[start of Extracted data]
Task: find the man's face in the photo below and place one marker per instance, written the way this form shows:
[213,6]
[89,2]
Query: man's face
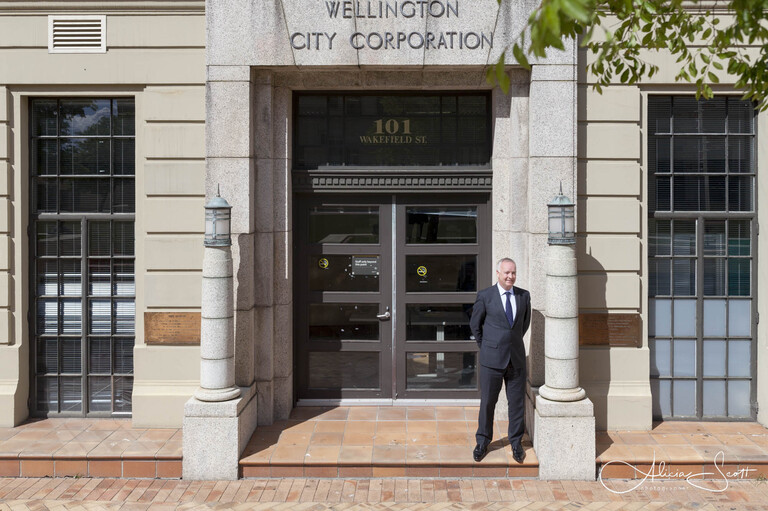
[507,274]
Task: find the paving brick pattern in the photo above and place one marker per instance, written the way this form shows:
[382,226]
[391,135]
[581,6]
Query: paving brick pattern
[375,442]
[381,441]
[384,494]
[687,447]
[89,448]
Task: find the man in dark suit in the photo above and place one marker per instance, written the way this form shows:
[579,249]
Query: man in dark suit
[500,317]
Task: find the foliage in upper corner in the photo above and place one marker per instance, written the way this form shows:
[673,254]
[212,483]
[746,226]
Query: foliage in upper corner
[706,38]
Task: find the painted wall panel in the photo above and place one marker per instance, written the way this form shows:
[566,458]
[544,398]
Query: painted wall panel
[181,289]
[608,253]
[121,67]
[175,103]
[609,291]
[167,177]
[616,103]
[174,215]
[173,252]
[174,140]
[609,140]
[600,177]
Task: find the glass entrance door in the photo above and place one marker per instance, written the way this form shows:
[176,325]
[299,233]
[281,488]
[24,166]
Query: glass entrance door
[384,291]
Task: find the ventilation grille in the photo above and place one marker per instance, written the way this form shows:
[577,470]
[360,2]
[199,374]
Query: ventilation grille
[77,34]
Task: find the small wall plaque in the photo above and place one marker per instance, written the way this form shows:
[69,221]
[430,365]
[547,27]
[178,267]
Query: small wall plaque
[365,265]
[602,329]
[172,328]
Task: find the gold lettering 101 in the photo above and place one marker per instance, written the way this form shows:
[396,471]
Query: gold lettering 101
[392,126]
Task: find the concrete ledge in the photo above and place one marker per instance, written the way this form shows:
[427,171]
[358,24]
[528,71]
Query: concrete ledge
[564,440]
[215,434]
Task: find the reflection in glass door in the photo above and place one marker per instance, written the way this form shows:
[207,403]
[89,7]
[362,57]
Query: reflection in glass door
[343,289]
[366,328]
[441,252]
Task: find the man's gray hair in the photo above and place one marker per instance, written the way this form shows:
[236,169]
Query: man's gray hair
[505,260]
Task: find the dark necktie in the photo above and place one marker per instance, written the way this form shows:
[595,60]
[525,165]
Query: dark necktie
[510,318]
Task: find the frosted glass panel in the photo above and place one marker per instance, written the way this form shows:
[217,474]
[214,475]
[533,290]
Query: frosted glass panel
[714,358]
[714,398]
[125,311]
[738,399]
[685,318]
[71,395]
[661,318]
[662,400]
[684,277]
[684,398]
[71,284]
[739,318]
[101,317]
[72,316]
[660,357]
[685,358]
[47,317]
[714,318]
[739,359]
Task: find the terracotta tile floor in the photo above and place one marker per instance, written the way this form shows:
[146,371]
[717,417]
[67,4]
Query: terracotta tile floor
[370,442]
[684,447]
[89,447]
[380,441]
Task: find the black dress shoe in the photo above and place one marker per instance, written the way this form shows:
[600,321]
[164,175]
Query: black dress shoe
[480,451]
[518,453]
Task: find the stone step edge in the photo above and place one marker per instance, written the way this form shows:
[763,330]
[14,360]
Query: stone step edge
[79,466]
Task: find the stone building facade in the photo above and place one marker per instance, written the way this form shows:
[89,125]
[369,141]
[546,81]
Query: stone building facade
[189,97]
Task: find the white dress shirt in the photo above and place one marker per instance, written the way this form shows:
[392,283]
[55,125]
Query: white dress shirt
[512,301]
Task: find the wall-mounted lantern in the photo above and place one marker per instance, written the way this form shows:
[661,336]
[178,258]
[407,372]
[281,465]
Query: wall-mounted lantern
[562,227]
[218,214]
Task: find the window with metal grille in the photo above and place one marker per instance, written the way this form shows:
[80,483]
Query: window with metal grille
[701,260]
[77,34]
[82,246]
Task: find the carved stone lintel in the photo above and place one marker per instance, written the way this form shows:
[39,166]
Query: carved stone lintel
[377,180]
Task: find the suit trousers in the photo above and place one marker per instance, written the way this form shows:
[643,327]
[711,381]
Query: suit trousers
[490,386]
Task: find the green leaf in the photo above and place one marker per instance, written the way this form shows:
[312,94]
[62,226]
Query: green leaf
[517,52]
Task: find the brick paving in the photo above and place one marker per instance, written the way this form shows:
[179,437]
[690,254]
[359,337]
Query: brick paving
[317,494]
[374,442]
[89,447]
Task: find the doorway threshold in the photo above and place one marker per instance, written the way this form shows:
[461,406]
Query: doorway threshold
[387,402]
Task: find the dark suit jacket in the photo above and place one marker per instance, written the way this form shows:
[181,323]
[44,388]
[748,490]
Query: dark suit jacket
[499,344]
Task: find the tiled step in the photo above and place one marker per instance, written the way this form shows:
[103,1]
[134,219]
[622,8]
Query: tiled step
[89,448]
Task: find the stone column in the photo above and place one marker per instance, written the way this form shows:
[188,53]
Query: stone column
[561,326]
[217,328]
[217,430]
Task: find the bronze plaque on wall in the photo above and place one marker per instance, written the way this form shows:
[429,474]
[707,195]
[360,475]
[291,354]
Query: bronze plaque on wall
[602,329]
[172,328]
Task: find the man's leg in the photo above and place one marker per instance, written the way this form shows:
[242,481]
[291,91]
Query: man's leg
[490,386]
[514,381]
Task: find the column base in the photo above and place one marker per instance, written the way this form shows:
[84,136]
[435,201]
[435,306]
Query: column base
[553,394]
[215,434]
[564,439]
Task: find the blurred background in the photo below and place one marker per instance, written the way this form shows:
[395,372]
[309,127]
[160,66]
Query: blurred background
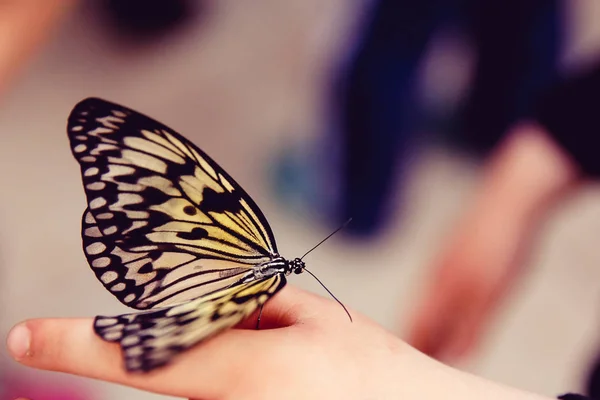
[394,113]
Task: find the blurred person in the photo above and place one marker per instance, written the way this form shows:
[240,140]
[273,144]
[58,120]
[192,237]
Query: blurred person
[24,27]
[308,351]
[378,112]
[541,160]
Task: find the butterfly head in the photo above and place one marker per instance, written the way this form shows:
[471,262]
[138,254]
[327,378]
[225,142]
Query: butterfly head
[296,266]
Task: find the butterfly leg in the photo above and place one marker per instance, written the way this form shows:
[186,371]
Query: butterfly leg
[259,315]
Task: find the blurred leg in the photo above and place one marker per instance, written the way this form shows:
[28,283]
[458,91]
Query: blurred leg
[487,247]
[516,43]
[377,107]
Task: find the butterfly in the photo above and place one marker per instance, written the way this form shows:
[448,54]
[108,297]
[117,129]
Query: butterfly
[168,232]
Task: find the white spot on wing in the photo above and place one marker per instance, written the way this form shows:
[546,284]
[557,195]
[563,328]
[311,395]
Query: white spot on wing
[95,248]
[109,276]
[101,262]
[97,203]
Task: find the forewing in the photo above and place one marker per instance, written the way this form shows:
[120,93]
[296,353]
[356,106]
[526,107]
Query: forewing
[151,339]
[162,205]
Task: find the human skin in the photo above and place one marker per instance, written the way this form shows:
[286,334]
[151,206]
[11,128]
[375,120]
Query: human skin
[485,252]
[307,349]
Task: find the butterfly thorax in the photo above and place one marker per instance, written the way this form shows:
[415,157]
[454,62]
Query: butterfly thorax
[277,265]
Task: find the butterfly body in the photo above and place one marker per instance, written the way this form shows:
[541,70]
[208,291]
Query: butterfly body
[168,232]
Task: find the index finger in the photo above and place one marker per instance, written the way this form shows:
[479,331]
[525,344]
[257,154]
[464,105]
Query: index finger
[71,346]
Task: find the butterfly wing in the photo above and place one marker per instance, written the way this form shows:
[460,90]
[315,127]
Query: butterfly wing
[151,339]
[164,224]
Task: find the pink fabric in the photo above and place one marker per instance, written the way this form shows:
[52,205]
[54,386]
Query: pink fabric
[13,387]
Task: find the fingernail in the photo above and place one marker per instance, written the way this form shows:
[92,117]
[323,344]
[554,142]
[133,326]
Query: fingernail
[18,341]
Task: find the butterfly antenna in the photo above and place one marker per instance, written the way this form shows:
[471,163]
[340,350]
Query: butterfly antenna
[331,294]
[330,235]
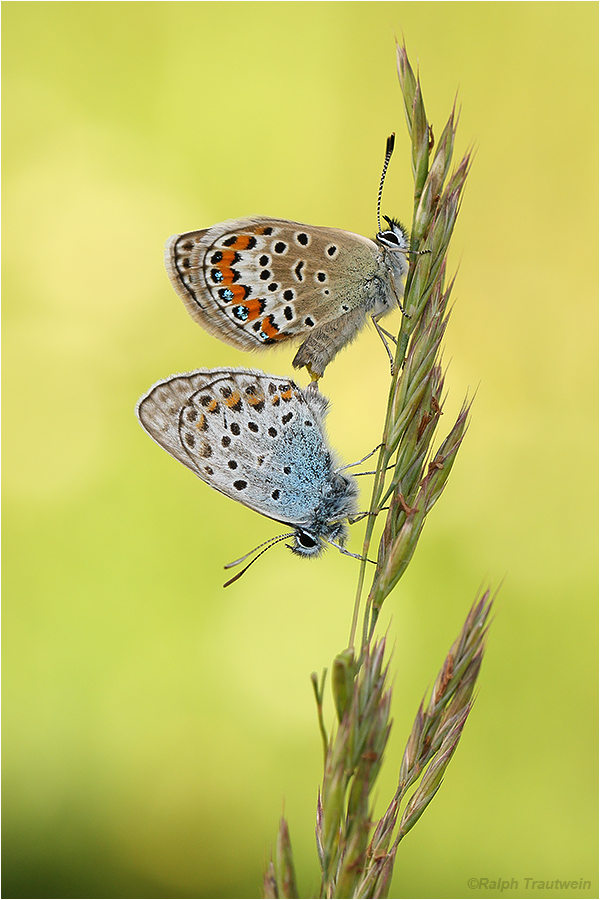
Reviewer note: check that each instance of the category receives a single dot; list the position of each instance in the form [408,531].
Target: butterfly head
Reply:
[311,542]
[394,244]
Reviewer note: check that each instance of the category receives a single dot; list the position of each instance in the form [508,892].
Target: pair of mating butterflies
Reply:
[258,438]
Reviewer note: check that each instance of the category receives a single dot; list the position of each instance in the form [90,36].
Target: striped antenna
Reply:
[389,149]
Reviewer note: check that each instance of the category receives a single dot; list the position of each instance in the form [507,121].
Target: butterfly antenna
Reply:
[266,545]
[389,149]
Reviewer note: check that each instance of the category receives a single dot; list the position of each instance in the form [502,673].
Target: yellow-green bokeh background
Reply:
[154,724]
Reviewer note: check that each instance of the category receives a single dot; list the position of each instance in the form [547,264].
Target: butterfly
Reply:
[257,281]
[259,439]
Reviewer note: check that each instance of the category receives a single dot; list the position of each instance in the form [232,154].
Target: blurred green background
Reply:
[155,726]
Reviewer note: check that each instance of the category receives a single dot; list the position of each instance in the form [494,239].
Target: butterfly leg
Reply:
[382,335]
[359,461]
[end of Extracted data]
▸ **Your task**
Copy the lines without any change, starting at the line that contains "the form [408,531]." and continuing through the final line above, with both of those lines included.

▸ **Written solution**
Reviewer note: check that each instance of the category receives a single dot; list the position of each instance in the form [408,531].
Target: butterfly head
Reply:
[311,542]
[394,244]
Reviewer note: check that each instance of the category receives a single dot; list the position of each instance in the form [508,892].
Target: pair of mating butterflies
Reply:
[258,438]
Reviewer note: check that each instance of the category receives a single dot; list the position of each instance in the form [90,36].
Target: striped antenna
Reply:
[389,149]
Reviewer note: check that each instance of the category receives a single dot; list the position of each instance in the form [507,121].
Target: butterfly antenna
Reply:
[266,545]
[389,149]
Reviewer note: check that each instance of the category receives a single dot; list the position of each instance in the form [502,673].
Target: yellow-green bokeh background
Reply:
[154,724]
Reviewer note: check that each instance of the category receives a single dot; list the position of each instance in the form [547,264].
Target: butterfly
Reply:
[257,281]
[259,439]
Reviewer note: check that each instance of the category receives a single dot; list the position of each instance in the form [232,154].
Target: blurred green background
Reply:
[155,726]
Reviewer note: check that each instance of the category receives a single dot; list the position of each instance in the form [494,239].
Target: butterfly leg
Reply:
[382,335]
[359,461]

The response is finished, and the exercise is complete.